* **EXERCISE**: Copy each line from the data that has the word "high" in it.

STORED DATA START

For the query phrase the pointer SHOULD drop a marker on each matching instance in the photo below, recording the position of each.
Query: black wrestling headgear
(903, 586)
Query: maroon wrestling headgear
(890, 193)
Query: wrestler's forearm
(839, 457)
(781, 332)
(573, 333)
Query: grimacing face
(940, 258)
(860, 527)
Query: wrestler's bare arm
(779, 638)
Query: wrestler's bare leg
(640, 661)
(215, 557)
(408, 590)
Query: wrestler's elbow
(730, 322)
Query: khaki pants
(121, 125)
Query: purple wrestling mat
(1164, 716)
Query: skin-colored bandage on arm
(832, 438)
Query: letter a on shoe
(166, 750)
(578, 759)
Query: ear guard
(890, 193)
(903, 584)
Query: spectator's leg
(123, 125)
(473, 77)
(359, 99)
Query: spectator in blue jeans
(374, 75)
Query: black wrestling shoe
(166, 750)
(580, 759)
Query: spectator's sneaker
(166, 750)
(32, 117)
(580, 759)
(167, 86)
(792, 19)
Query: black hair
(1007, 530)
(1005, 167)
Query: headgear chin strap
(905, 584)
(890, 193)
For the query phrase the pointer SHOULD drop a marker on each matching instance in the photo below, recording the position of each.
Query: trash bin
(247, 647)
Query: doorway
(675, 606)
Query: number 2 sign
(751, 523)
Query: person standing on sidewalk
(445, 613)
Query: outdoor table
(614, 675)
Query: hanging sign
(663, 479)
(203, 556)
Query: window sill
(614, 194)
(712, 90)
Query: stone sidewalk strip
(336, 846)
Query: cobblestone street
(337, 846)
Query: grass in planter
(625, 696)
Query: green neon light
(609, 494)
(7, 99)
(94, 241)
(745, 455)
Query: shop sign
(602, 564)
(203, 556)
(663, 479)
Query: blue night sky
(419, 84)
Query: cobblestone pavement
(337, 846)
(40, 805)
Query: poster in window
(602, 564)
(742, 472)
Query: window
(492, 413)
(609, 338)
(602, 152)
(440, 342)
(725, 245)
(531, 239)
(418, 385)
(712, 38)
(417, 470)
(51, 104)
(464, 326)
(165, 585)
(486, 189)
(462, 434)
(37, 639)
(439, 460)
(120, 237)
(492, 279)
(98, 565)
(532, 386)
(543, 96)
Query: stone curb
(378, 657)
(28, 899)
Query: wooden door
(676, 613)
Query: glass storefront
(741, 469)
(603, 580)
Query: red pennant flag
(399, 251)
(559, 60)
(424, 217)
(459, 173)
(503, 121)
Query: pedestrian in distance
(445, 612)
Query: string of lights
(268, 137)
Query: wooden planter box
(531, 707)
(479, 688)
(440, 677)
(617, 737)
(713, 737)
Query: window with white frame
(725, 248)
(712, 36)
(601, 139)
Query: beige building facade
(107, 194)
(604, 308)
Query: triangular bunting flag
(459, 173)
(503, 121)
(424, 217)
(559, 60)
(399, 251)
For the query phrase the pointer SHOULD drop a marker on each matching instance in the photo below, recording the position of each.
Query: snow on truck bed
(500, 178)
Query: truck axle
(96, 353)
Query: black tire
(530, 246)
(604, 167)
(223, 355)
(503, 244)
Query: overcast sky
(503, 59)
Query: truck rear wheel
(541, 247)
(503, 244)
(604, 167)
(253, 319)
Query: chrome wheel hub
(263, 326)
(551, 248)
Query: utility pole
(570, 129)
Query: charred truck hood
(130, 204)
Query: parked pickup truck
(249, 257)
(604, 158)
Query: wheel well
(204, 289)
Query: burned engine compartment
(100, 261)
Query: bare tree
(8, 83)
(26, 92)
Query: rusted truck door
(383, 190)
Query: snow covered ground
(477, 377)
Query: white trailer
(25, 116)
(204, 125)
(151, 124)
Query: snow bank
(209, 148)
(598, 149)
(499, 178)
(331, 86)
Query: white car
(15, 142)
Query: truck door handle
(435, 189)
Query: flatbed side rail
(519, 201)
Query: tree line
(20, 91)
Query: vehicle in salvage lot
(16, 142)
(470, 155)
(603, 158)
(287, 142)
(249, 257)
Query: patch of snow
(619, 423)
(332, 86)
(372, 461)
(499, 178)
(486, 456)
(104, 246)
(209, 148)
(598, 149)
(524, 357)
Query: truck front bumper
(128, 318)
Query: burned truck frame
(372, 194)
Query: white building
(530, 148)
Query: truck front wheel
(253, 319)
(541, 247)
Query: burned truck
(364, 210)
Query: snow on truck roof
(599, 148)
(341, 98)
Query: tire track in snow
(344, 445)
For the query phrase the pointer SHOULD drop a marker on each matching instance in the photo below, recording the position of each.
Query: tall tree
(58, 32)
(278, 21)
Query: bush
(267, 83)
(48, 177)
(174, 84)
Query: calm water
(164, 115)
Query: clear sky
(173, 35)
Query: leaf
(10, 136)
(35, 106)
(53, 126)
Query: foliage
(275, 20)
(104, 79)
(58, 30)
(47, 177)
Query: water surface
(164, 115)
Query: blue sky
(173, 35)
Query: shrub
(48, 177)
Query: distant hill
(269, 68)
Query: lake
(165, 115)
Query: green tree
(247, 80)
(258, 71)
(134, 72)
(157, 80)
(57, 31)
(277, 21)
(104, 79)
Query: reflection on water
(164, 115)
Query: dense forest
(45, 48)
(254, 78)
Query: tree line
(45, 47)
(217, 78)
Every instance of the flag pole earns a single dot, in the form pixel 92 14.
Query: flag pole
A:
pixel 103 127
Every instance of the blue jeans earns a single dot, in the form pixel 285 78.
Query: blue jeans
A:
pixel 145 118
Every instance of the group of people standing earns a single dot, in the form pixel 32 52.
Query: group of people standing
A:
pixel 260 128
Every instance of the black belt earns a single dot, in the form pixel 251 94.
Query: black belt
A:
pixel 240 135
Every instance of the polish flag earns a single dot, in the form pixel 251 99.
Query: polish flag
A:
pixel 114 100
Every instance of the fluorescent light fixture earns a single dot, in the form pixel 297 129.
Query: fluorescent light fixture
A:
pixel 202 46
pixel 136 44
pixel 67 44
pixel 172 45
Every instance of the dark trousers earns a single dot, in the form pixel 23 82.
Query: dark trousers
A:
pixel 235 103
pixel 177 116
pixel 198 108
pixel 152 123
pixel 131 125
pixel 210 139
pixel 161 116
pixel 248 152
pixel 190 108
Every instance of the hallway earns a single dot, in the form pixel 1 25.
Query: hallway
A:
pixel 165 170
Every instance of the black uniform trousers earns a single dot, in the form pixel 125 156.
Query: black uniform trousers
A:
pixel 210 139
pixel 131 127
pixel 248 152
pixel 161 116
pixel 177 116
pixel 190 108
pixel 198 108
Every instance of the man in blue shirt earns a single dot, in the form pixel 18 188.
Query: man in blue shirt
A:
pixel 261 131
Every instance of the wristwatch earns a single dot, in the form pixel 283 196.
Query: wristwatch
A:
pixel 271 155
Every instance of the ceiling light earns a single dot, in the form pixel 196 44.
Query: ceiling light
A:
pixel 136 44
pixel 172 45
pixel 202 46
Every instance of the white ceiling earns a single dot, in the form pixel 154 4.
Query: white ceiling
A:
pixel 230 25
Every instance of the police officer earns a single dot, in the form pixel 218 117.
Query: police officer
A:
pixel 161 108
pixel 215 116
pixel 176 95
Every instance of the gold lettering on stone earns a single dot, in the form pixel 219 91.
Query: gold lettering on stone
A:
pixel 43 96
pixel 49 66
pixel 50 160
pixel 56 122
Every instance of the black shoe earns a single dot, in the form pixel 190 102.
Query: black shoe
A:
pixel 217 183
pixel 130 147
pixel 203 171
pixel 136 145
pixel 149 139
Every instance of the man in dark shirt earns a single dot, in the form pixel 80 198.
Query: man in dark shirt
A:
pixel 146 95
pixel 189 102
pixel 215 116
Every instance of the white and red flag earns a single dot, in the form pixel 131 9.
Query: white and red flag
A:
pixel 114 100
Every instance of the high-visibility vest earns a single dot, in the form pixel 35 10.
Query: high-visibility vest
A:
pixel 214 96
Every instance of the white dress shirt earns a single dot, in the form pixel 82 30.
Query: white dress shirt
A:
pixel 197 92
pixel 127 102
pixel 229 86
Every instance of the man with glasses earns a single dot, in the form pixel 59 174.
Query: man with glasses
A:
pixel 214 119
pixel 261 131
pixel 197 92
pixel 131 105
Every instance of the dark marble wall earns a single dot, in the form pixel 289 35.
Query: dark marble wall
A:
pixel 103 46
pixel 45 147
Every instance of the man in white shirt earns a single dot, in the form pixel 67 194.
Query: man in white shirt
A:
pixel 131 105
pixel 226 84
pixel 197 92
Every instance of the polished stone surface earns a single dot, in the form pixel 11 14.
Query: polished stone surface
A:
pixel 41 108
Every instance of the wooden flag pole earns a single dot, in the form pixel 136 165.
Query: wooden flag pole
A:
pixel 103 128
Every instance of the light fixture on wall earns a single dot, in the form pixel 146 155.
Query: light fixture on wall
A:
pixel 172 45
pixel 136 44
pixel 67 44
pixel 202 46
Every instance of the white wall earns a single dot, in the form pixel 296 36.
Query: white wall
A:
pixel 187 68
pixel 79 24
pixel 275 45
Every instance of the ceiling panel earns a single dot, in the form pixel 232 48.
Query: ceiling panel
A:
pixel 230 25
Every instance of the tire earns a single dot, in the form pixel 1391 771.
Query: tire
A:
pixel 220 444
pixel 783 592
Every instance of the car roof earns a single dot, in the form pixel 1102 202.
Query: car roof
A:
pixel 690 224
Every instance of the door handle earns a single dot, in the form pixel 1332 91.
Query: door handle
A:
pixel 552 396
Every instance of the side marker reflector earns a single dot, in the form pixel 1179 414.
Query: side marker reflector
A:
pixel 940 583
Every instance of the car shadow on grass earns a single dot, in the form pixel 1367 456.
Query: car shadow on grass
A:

STORED DATA END

* **OUTPUT BELOW**:
Every instance of the high-visibility vest earns a single dot, in the form pixel 35 10.
Query: high-visibility vest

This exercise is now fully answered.